┌─ Passage shown
We were on tour in Scotland in January 1971 when our first daughter Amelia was born and it was one of the scariest days of my life. When I got the call, I was told that the delivery was going wrong and both the baby and mother might not survive. I fell to pieces; there were no mobile phones then, no way to stay in touch moment to moment, so I boarded the plane to return to Jenny, with no idea what news would greet me when I landed. The doctors performed an emergency Caesarean section and though it was hard on both of them, Amelia and Jenny pulled through. I was there at her bedside when Jenny woke up and I’d never been happier to see her face. Our mutual joy was short-lived however, because I had to catch a train the next day to rejoin the band.
└─
┌─ Dataset excerpt
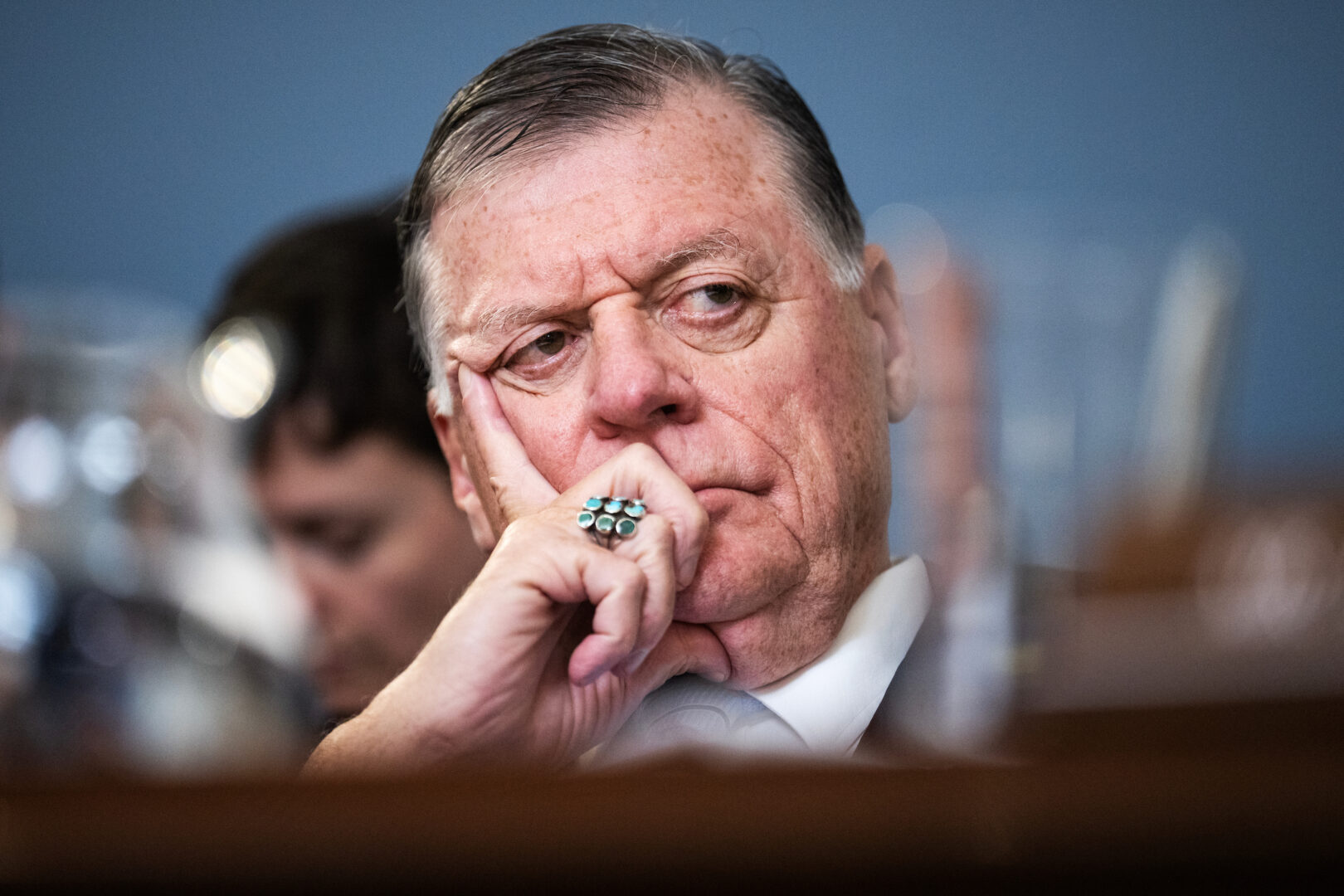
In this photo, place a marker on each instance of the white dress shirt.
(819, 711)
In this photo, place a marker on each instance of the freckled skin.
(784, 437)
└─
Exercise details - What does the passage about Amelia's birth say between "We were on tour" and "rejoin the band.", inclusive? Write out that stretch word for word.

Answer to the exercise -
We were on tour in Scotland in January 1971 when our first daughter Amelia was born and it was one of the scariest days of my life. When I got the call, I was told that the delivery was going wrong and both the baby and mother might not survive. I fell to pieces; there were no mobile phones then, no way to stay in touch moment to moment, so I boarded the plane to return to Jenny, with no idea what news would greet me when I landed. The doctors performed an emergency Caesarean section and though it was hard on both of them, Amelia and Jenny pulled through. I was there at her bedside when Jenny woke up and I’d never been happier to see her face. Our mutual joy was short-lived however, because I had to catch a train the next day to rejoin the band.